Task statement:
The response should be a precise copy of every entry.

Supplied entries:
########

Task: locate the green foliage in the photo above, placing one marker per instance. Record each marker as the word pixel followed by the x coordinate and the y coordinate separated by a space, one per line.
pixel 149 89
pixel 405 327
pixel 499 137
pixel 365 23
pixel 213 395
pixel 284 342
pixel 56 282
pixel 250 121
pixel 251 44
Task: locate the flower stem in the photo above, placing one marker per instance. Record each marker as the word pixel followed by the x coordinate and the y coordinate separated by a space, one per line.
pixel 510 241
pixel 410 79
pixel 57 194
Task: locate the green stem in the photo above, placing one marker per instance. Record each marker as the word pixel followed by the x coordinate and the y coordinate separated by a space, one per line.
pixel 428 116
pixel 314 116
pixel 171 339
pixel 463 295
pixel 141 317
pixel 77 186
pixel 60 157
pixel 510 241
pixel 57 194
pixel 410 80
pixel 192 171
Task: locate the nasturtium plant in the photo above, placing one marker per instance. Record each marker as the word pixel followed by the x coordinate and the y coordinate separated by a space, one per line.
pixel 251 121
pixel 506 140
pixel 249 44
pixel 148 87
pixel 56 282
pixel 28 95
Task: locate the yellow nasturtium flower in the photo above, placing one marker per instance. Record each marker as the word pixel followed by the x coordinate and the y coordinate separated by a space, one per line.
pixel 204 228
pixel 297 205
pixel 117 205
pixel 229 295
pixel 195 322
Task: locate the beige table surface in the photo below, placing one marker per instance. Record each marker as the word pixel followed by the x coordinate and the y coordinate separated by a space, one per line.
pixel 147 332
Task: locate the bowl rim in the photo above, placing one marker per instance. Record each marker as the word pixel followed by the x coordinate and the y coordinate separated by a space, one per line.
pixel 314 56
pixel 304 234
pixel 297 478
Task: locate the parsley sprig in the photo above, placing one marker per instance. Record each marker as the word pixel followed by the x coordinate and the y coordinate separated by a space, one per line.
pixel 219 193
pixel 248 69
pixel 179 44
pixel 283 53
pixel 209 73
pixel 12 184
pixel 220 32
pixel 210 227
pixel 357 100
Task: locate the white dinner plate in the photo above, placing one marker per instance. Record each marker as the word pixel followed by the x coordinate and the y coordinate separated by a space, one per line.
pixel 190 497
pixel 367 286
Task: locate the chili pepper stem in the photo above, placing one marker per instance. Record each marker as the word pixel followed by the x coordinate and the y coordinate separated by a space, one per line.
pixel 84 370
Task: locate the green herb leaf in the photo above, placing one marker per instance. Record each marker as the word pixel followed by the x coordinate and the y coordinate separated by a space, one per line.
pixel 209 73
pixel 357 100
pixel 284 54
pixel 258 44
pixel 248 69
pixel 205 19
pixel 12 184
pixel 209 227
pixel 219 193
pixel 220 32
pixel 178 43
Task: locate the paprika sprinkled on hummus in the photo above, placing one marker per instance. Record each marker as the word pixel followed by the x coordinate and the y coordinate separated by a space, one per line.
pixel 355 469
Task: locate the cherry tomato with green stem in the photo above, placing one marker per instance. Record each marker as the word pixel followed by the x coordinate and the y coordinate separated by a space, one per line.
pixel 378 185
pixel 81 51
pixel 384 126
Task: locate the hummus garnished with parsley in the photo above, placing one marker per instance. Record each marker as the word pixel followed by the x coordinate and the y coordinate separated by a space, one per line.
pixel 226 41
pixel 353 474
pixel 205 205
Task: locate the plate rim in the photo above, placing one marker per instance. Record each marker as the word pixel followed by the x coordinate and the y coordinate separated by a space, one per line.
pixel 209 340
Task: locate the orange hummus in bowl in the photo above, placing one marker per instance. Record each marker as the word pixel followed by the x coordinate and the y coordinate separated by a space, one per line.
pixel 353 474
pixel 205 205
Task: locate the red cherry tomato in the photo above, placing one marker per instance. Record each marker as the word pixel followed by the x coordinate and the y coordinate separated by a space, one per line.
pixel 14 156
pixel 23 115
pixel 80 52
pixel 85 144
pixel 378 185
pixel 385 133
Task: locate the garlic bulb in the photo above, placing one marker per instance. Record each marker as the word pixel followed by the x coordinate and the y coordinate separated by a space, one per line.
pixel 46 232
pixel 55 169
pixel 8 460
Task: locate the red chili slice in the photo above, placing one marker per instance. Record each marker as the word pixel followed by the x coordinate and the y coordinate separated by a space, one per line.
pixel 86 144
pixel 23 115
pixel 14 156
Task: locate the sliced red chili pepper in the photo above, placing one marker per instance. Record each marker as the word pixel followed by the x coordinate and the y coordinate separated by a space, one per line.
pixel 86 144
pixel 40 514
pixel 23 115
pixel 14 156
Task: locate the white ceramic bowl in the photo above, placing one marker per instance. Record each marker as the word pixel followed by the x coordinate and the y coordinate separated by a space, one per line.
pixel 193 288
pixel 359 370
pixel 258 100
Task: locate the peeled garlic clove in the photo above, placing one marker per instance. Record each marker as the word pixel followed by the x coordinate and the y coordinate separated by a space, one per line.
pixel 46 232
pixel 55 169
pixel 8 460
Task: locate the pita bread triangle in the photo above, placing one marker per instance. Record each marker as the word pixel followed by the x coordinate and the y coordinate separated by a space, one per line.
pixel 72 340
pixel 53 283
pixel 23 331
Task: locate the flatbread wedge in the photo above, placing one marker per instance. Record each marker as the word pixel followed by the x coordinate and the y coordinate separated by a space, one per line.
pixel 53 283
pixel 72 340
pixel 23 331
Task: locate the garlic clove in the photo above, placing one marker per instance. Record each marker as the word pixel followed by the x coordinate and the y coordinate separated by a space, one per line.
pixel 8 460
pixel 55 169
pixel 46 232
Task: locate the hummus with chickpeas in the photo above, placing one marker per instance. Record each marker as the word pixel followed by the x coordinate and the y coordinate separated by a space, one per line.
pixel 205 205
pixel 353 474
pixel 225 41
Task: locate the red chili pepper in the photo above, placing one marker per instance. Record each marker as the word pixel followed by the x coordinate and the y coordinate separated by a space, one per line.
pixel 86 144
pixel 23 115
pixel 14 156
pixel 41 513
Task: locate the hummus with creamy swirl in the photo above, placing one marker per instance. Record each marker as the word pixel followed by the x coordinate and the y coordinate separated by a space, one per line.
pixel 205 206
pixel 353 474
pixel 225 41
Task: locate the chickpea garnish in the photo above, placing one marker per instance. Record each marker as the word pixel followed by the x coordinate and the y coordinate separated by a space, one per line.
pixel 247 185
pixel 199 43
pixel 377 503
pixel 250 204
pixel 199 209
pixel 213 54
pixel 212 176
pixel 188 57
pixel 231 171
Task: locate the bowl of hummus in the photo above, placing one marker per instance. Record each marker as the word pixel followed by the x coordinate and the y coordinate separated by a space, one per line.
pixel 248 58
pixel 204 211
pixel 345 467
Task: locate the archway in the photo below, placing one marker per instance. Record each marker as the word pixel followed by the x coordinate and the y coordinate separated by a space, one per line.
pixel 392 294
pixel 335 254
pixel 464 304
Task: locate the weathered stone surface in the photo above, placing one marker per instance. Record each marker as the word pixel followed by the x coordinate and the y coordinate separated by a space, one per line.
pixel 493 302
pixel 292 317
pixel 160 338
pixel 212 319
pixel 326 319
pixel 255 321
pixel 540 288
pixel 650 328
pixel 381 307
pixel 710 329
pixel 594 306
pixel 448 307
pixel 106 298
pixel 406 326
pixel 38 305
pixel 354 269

########

Solution:
Task: locate the green foliage in the photo above, placing one marker per instance. Record each marker as the word pixel followed by the x coordinate and the y coordinate separated by a space, one per line.
pixel 149 89
pixel 405 327
pixel 499 137
pixel 365 23
pixel 213 395
pixel 284 342
pixel 56 282
pixel 250 121
pixel 251 44
Task: locate the flower stem in the photo above, placing one marker per instance. Record each marker as the word pixel followed by the x coordinate and the y coordinate separated by a space, one per line.
pixel 510 241
pixel 410 79
pixel 57 194
Task: locate the green stem in the photo above, placing one marker per instance. Record each marker as the word pixel followed by the x coordinate and the y coordinate separated by a space, one per line.
pixel 428 116
pixel 314 116
pixel 171 339
pixel 463 295
pixel 141 317
pixel 77 186
pixel 60 157
pixel 510 241
pixel 57 194
pixel 410 80
pixel 192 171
Task: locate the nasturtium plant in the photo above, placing one marker per instance. Record each marker as the word pixel followed by the x coordinate and the y coordinate separated by a space, one per line.
pixel 251 121
pixel 506 140
pixel 249 44
pixel 148 87
pixel 56 282
pixel 28 95
Task: locate the yellow nasturtium flower in the photo above, placing one marker per instance. Record each marker as the word pixel followed by the x coordinate and the y coordinate separated by a space, one per line.
pixel 204 228
pixel 297 205
pixel 117 205
pixel 229 295
pixel 195 322
Task: locate the beige table surface in the photo below, placing one marker per instance. Record each marker as the word pixel followed by the x coordinate and the y coordinate separated by a space, one per line.
pixel 147 332
Task: locate the bowl rim in the photo above, placing one marker per instance. Record each marker as the word pixel followed by the x coordinate and the y coordinate separated by a space, one per line.
pixel 314 56
pixel 304 234
pixel 297 478
Task: locate the parsley sprig in the photo above, placing one marker per instance. Record each marker as the word pixel followed by the x coordinate and the y coordinate separated by a space, one per line.
pixel 219 193
pixel 248 69
pixel 179 44
pixel 283 53
pixel 209 73
pixel 12 184
pixel 220 32
pixel 210 227
pixel 357 100
Task: locate the white dinner plate in the photo above, placing one marker per instance. Record each marker as the word pixel followed by the x coordinate and the y coordinate separated by a space, one per line.
pixel 190 497
pixel 367 286
Task: locate the chili pepper stem in the photo above, placing one marker per instance. Record each marker as the word pixel followed by the x coordinate and the y coordinate separated by a space, one per line.
pixel 84 370
Task: locate the green herb leaf in the photo above, placing one marker per instance. Record each marker as the word pixel followed by the x coordinate and the y coordinate separated by a space, one per line.
pixel 209 73
pixel 357 100
pixel 284 54
pixel 258 44
pixel 248 69
pixel 205 19
pixel 12 184
pixel 209 227
pixel 219 193
pixel 220 32
pixel 178 43
Task: locate the paprika sprinkled on hummus in the photo above, placing one marker per instance. Record each marker as the word pixel followed by the x coordinate and the y coordinate separated by a space, one per line.
pixel 355 469
Task: locate the cherry tomato with green stem in the photo above, placing one marker per instance. Record each marker as the word pixel followed by the x coordinate and the y coordinate separated by a space, one per line.
pixel 378 185
pixel 81 51
pixel 384 126
Task: locate the hummus garnished with parsley in the photo above, placing one marker per instance. Record each marker as the word pixel followed by the x coordinate and the y coordinate separated by a space, one per line.
pixel 226 41
pixel 353 474
pixel 205 205
Task: locate the plate rim in the photo above, placing one marker per instance. Record each marker as the word pixel followed by the x coordinate and the y coordinate separated by a space, one per line.
pixel 209 340
Task: locate the orange hummus in bowl in the photo above, placing one marker per instance. Record each marker as the word pixel followed by the x coordinate and the y coordinate separated by a space, one per line.
pixel 353 474
pixel 205 205
Task: locate the red cherry tomato in the photo above, placing one marker per instance. Record each marker as the word pixel followed by the x coordinate and the y coordinate separated by a space, one per line.
pixel 14 156
pixel 23 115
pixel 80 52
pixel 85 144
pixel 378 185
pixel 385 133
Task: locate the garlic bulb in the photo above, placing one marker per instance. Record each marker as the word pixel followed by the x coordinate and the y coordinate separated by a space, one per line.
pixel 46 232
pixel 55 169
pixel 8 460
Task: locate the red chili slice in the photo above, placing one marker per instance. Record each marker as the word pixel followed by the x coordinate and the y coordinate separated by a space, one per line.
pixel 86 144
pixel 23 115
pixel 14 156
Task: locate the sliced red chili pepper in the photo above, placing one marker per instance. Record each marker as the word pixel followed by the x coordinate and the y coordinate separated by a space, one per line.
pixel 86 144
pixel 40 514
pixel 23 115
pixel 14 156
Task: locate the white ceramic bowl in the photo above, placing one marker per instance. Record each marker as the word pixel followed by the x coordinate and the y coordinate separated by a space, one per line.
pixel 193 288
pixel 359 370
pixel 258 100
Task: locate the peeled garlic clove in the photo above, placing one marker per instance. Record each marker as the word pixel followed by the x coordinate and the y coordinate separated by a space, one per line.
pixel 46 232
pixel 55 169
pixel 8 460
Task: locate the pita bread triangle in the photo above, placing one marker per instance. Record each marker as the word pixel followed by the x coordinate and the y coordinate separated by a space, one per line.
pixel 72 340
pixel 53 283
pixel 23 331
Task: locate the flatbread wedge in the photo above, placing one marker per instance. Record each marker as the word pixel followed by the x coordinate and the y coordinate separated by a space, one per line.
pixel 53 283
pixel 72 340
pixel 23 331
Task: locate the garlic clove in the photo above, placing one marker per instance. Record each marker as the word pixel followed by the x coordinate and the y coordinate separated by a space, one per line.
pixel 8 460
pixel 55 169
pixel 46 232
Task: locate the hummus with chickpeas in the photo above, placing one marker per instance. Record each marker as the word pixel followed by the x coordinate and the y coordinate separated by a space, one per line.
pixel 205 205
pixel 353 474
pixel 225 41
Task: locate the red chili pepper in the photo above, placing one marker per instance. Record each marker as the word pixel followed by the x coordinate and the y coordinate separated by a space, one per line.
pixel 86 144
pixel 23 115
pixel 14 156
pixel 41 513
Task: locate the hummus with creamy swirl in the photo above, placing one marker per instance. Record each marker as the word pixel followed by the x coordinate and the y coordinate separated by a space, one per line.
pixel 205 206
pixel 353 474
pixel 225 41
Task: locate the chickpea garnish in the photo above, placing one marker per instance. Record each marker as the word pixel followed by the x coordinate and the y coordinate separated by a space, one per line.
pixel 247 185
pixel 199 43
pixel 377 503
pixel 250 204
pixel 199 209
pixel 213 54
pixel 212 176
pixel 188 57
pixel 231 171
Task: locate the bowl of hummus in the photo above, placing one marker per instance. Record each marker as the word pixel followed by the x coordinate and the y coordinate separated by a space, one per line.
pixel 248 58
pixel 204 211
pixel 345 467
Task: locate the archway in the photo below, placing one marker per instance. Record each marker as the word pixel followed by the x coordinate and the y coordinate separated by a space, one per line.
pixel 392 294
pixel 335 254
pixel 464 304
Task: locate the weathered stone surface in the photo above, placing one marker per instance. Record each marker as the word pixel followed by the x coordinate and the y coordinate separated by a space, one per line.
pixel 493 302
pixel 292 317
pixel 160 338
pixel 212 319
pixel 326 319
pixel 255 321
pixel 540 288
pixel 650 328
pixel 381 307
pixel 710 329
pixel 594 306
pixel 448 307
pixel 106 298
pixel 406 326
pixel 38 305
pixel 354 269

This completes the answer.